- _Exercise instructions_:
Format every line of the items below as a JSON list of strings, with one string per line and any blank lines left out.

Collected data
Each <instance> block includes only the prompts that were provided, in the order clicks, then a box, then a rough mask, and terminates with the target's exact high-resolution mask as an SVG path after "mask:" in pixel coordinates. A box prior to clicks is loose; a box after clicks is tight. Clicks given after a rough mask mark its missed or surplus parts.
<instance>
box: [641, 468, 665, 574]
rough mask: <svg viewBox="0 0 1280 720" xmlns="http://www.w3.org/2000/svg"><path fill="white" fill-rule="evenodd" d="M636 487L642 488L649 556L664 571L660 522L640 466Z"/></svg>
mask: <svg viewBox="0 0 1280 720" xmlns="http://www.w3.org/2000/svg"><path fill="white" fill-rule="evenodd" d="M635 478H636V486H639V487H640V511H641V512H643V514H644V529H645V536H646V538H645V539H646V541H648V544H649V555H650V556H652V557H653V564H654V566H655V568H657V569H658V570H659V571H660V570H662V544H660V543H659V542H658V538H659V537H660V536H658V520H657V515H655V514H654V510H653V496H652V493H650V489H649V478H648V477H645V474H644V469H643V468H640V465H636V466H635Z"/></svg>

- _Response below_:
[
  "Each <instance> block includes only the prompts that were provided, in the order clicks, then a box, then a rough mask, and terminates with the target's exact high-resolution mask as an SVG path after \"mask:\" in pixel coordinates. A box prior to clicks is loose; a box after clicks is tight. Clicks given after a rough mask mark its missed or surplus parts.",
  "<instance>",
  "box: [641, 468, 665, 574]",
  "rough mask: <svg viewBox=\"0 0 1280 720\" xmlns=\"http://www.w3.org/2000/svg\"><path fill=\"white\" fill-rule=\"evenodd\" d=\"M636 487L642 488L649 556L664 571L660 522L640 466Z\"/></svg>",
  "mask: <svg viewBox=\"0 0 1280 720\" xmlns=\"http://www.w3.org/2000/svg\"><path fill=\"white\" fill-rule=\"evenodd\" d=\"M635 478H636V486H639V487H640V511H641V512H643V514H644V529H645V536H646V538H645V539H646V541H648V544H649V555H650V556H652V557H653V564H654V566H655V568H657V569H658V570H659V571H660V570H662V544H660V543H659V542H658V538H659V537H660V536H658V520H657V515H655V514H654V510H653V496H652V493H650V489H649V478H648V477H645V474H644V469H643V468H640V465H636V466H635Z\"/></svg>"
]